Text block ->
%%

I thought "professional" was a designation of one being employed doing
something?...
have a job as a programmer => "professional programmer".
don't have a job as a programmer, but still a programmer => "hobbyist
programmer".
granted, WRT competence I am probably around a similar level I think to
many
commercial developers, and I have maybe around 12-15'ish years C
experience,
but since I don't have a job, as I see it, I am a hobbyist...
although, I guess traditionally, "professional" does not apply to
unskilled
labor, such as picking fruit or being a frycook... (then again, maybe
there
are professional frycooks around, I don't know...).
<--
To me professional applies to people who work in a particular field
and are competent at what they do. Misleading and lying to people to
get a job does not make you professional even if you get paid to do it
(might make you a professional liar though). The point I'm trying to
make is there are a lot of people out there who label themselves as
professional developers when in reality they have little to no
accountable experience and are only someone basically aware of
language semantics and syntax.
-->
yeah, seems reasonable enough...
so, 'professional' means employed+job skills, fair enough...
it would be about like me going around promoting myself as a mathemetician.
I have basic skills and some familiarity with 'esoteria' (errm... because I
actually know what a quaternion or a tensor is...), but alas would be
totally 'pwned' if competing with someone who had any idea what they were
doing...

%%

Data section ->
%%

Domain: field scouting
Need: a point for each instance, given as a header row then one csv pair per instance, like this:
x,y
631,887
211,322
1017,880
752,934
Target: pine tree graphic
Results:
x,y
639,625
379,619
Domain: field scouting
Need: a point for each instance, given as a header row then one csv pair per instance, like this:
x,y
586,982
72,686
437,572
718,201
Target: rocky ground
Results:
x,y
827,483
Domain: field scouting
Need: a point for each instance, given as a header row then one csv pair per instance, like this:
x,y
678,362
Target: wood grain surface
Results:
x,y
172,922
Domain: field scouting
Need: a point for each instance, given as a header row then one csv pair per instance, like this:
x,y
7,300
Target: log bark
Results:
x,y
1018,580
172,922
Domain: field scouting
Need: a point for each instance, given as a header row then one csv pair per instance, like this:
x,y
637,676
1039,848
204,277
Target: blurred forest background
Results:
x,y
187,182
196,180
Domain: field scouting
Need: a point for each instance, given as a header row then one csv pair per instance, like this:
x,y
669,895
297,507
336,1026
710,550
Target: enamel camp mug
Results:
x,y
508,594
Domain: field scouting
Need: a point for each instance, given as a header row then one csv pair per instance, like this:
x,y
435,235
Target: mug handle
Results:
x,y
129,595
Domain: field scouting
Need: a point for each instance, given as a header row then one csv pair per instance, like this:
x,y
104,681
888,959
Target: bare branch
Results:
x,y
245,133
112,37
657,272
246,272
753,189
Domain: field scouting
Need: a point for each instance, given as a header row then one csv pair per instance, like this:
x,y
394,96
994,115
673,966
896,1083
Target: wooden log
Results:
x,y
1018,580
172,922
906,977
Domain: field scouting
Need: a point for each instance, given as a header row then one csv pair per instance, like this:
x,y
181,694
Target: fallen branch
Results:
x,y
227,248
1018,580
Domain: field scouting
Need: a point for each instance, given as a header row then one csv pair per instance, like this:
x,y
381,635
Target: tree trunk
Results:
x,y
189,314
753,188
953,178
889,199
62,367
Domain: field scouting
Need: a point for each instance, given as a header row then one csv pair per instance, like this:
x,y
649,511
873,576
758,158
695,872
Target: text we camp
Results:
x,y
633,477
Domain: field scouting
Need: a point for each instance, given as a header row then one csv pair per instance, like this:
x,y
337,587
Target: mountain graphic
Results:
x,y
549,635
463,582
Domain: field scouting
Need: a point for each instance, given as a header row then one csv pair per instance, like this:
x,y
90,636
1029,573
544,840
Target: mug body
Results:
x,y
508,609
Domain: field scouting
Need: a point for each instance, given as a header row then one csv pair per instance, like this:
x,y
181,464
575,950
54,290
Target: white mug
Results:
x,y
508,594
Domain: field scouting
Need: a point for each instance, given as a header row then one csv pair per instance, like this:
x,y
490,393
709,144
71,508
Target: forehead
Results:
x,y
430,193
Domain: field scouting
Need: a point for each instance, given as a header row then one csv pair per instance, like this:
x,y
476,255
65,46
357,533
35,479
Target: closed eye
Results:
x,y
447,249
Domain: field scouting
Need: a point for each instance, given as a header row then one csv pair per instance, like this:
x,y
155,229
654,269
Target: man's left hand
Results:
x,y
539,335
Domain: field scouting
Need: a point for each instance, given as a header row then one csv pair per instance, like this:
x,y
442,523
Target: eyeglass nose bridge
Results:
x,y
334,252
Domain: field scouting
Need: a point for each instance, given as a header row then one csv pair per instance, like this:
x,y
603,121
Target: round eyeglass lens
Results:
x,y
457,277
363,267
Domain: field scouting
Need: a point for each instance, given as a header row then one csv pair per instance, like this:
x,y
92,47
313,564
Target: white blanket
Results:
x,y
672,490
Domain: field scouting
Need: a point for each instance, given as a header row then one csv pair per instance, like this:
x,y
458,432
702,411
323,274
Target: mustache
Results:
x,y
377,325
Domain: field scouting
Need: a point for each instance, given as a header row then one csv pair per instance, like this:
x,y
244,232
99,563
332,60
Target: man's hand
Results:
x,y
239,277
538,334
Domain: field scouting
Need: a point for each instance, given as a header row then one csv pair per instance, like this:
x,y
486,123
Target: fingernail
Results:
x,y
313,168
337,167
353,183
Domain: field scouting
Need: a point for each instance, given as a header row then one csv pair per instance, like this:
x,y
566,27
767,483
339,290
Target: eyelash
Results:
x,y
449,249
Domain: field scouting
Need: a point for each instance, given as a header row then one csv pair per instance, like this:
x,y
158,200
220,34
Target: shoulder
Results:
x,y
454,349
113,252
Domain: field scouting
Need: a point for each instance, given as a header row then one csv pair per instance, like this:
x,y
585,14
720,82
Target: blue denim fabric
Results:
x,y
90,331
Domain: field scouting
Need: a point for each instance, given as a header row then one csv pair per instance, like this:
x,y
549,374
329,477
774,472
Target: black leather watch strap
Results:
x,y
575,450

%%

What this exercise asks ->
1. Rewrite the post about professional programmers from "granted, WRT competence" up to and including "am a hobbyist...", putting "salaried developers" in place of "commercial developers".
2. Write the next part of the post about professional programmers, picking up after its final sentence.
The records have no connection to the post about professional programmers.

Results for each task ->
1.
granted, WRT competence I am probably around a similar level I think to
many
salaried developers, and I have maybe around 12-15'ish years C
experience,
but since I don't have a job, as I see it, I am a hobbyist...

2.
<--
Which is why you see "adults" floating around espousing how awesome VB
is because it has less of a learning curve than say C or Pascal or
whatever. The reality is they don't really understand what they're
doing at any useful level and they view C as "harder" because they
actually have to have half a clue about computer science to make use
of it.
-->
this is what happened when my dad did programming for a while...
"wow, I can use VB to do data entry frontends for an MS-Access backend!...",
and for maybe 2 or 3 years I was bothered about how VB was so much better
than C and was the most common language for business and so on...
but, alas, I stick with C, one of the main languages of ACTUAL software...
even if a lot of my stuff only really looks like text in a command shell...
well, at least this has sort of died off, followed now by a lot of
"esperanto is the world language of the future...".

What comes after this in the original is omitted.